SET TASK:
Recast the data as a Markdown table with the columns Row and Data line, beginning at the first line and ending at the line containing "[[99, 100]]", with blank lines left out.

(Dataset records)
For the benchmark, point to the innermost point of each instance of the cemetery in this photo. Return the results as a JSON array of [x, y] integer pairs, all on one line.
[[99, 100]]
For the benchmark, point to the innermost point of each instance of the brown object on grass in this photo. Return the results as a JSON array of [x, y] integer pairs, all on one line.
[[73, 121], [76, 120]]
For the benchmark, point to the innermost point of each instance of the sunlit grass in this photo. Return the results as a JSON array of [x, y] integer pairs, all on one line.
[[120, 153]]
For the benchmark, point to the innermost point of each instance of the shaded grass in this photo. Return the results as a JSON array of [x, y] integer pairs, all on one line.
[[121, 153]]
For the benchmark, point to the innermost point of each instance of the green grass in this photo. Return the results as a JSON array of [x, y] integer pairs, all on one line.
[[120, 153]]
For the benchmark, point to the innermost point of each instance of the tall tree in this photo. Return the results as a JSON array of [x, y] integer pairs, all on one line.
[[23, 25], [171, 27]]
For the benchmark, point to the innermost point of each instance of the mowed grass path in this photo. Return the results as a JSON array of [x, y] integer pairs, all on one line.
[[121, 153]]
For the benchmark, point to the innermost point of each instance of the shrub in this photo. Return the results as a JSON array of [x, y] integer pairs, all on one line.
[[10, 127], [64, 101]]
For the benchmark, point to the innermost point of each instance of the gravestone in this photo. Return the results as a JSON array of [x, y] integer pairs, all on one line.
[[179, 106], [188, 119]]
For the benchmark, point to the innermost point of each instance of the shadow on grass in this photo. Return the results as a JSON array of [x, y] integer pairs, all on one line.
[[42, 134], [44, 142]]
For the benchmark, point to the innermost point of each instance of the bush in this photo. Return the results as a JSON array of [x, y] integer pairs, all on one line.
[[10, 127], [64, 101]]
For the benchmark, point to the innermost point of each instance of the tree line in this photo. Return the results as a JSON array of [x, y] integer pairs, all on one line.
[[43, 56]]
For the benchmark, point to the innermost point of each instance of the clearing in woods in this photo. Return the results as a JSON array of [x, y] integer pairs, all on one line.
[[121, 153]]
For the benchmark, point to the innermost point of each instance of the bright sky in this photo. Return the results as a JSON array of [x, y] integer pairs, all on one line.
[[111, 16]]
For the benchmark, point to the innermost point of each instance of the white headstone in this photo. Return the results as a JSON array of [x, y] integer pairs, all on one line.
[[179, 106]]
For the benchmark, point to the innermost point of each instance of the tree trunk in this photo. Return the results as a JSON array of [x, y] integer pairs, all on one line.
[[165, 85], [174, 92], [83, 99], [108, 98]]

EXERCISE OUTPUT:
| Row | Data line |
|---|---|
| 1 | For the benchmark, point to the innermost point of each instance of the cemetery in this photo. Return the results as a JSON array of [x, y] integer pairs, all on one line. |
| 2 | [[99, 100]] |